(To do):
[1] In the football blog posts, what final score does the writer predict for the Vikings and Saints game?
[2] Write the next paragraph of the football blog posts, picking up after their final sentence.

(Reading passage):
>> Start

But you can't say the same about the Saints' defense that you can about the Vikings. Minnesota's front four might be...check that, is the most prolific in football. Kevin Williams and Pat Williams are so adept at stuffing the run that Leslie Frazier's linebackers can be used to fill in other gaps. And Jared Allen, while one of the most costly acquisitions in NFL history, has proven to be worth everything the Vikings gave up to get him. It's still not easy to root for longtime Packer Brett Favre, but as long as he's wearing purple, I'll forgive him his past transgressions.

Prediction: Vikings 30, Saints 22

Wednesday, January 20, 2010

Perfection?

Jim Caldwell's got nothing on me. Check our radio show from last week if you don't know what I'm talking about.

Monday, January 18, 2010

Little Things...

Little things appreciated today:
  • The functional difference between getting six hours of sleep and getting seven hours of sleep.
  • Getting the exactly perfect temperature from the water faucet in the restroom.
  • Amazon's product-browsing interface.
  • Chris Reed's attitude towards drinking.
  • The difference in spill-ability between a Styrofoam cup and a ceramic mug.

Tuesday, January 12, 2010

Relax, Tony Dungy. Not EVERYONE is a racist.

Tony Dungy thought it necessary earlier this week to lament the process through which this offseason's coaching vacancies have been filled. His specific qualm was with the faux interviews he believed were conducted with Jerry Gray (by the Redskins) and Leslie Frazier (by the Seahawks). Dungy's argument is that both positions were, for all intents and purposes, already filled by Mike Shanahan and Pete Carroll, respectively.

Dungy's quote:
“That is not what the Rooney Rule is supposed to be, (that) you make up your mind and then interview a candidate for it anyway just to satisfy the rule.”
I understand what he means by this. Dungy means that the "Rooney Rule" was instituted with the intention of getting more teams to interview and subsequently hire black head coaches (technically the rule is "minority" head coaches, but I haven't seen many Asian-Americans arguing about their under-representation among NFL coaches). And there's validity in both the intention and the execution. Football has long been perceived as having an "old boys" network, where the same coaches were re-hashed through several teams without opening the door to new candidates, a system that puts minority coaches at a distinct disadvantage. Forcing teams to interview minority candidates means you're forcing the door open, and any industry benefits from expanding its pool of potential employees.

>> End

(Excerpted records):
>> Start

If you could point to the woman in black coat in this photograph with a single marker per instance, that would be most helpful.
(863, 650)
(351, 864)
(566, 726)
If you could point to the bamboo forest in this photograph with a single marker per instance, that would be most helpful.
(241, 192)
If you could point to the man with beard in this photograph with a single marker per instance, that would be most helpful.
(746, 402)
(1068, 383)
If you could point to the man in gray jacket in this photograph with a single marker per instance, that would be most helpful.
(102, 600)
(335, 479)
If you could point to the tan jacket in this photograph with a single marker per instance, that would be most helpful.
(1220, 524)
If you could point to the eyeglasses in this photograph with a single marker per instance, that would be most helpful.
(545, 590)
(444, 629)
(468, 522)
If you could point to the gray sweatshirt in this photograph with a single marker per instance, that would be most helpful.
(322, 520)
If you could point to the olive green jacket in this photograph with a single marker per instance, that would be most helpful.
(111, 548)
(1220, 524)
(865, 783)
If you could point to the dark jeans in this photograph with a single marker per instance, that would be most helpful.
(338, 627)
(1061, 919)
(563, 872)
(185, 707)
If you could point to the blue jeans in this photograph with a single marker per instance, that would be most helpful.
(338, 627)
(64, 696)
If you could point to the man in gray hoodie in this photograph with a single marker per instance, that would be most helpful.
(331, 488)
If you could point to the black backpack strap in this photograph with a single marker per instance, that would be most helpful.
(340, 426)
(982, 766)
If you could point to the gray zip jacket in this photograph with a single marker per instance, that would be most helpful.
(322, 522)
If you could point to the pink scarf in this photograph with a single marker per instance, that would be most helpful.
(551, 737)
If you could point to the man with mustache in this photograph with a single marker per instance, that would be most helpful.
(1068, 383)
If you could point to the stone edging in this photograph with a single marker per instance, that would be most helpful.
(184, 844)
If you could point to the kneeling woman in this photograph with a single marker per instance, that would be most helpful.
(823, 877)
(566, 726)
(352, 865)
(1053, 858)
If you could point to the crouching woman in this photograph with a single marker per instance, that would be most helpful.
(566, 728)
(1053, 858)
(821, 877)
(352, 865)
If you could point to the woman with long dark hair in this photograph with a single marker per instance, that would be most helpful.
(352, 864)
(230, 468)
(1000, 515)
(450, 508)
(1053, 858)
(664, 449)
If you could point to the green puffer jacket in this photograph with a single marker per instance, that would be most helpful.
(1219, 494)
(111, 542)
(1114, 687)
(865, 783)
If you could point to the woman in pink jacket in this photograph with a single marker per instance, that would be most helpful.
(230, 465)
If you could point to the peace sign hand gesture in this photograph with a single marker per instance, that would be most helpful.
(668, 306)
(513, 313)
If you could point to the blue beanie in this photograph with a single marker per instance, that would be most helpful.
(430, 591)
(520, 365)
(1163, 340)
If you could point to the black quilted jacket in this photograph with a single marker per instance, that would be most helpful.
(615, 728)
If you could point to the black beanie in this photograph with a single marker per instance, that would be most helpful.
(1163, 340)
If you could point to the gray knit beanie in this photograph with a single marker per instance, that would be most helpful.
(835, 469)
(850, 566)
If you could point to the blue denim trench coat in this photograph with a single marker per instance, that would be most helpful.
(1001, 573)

>> End

(Final answers):
[1] Vikings 30, Saints 22.

[2]
But the situations in Washington and Seattle are exactly what the Rooney Rule demands. The Rooney Rule was never meant to force owners to hire minority candidates, nor to force owners to hire anyone other than who they thought was the best man for the job (let's not go into the concept of lady coaches). The idea is to simply push forward the names of legitimate, viable minority candidates, so that they're considered with their non-minority peers. The rule ensures that guys like Gray, Frazier, and Perry Fewell get the same chances as guys like Jim Haslett, Jim Fassell, and Marty Mornhinweg.

And let's not so quickly dismiss the progress that the NFL has made in this regard. Just in the past two years, four African-American head coaches have been hired, with relative success: Mike Tomlin, Jim Caldwell, Mike Singletary, and Raheem Morris. And those of you who've been paying attention to my subtleties have probably noticed that I like what Perry Fewell was able to do with a bad situation in Buffalo. I wouldn't be surprised at all if Fewell were awarded a head coaching gig in the next three years.

I'm not saying that Tony Dungy is completely without basis for calling on the NFL to keep a watchful eye on teams' compliance with this rule. But calling out teams that follow the letter of the law is irresponsible, and borders on slander. It's the right of every owner to hire whoever they think is the best coach. Washington Redskins owner Daniel Snyder has been friends with Mike Shanahan for a decade. Do we really think that any other candidate, minority or otherwise, stood a chance? If John Fox would've been given only a sham interview, why are we mad that Jerry Gray got the same treatment? It's all about getting in the door.

I was never crazy about the Rooney Rule for various reasons (mostly because it's named after the Steelers' owner, and I loathe the Steelers). I don't like the idea of the league directing a team's coaching search. But even in the most unfavorable situations, it does what it's intended to do, which is get interviews for minority candidates. With how well so many teams have done with minority head coaches (Caldwell, Tomlin, and Lovie Smith to name a few), I'd say the proof is in the pudding for anyone slow to embrace the rule. Teams unwilling to open their doors to the best possible candidate will be left behind with lesser coaches, poorer records, and disgruntled fans.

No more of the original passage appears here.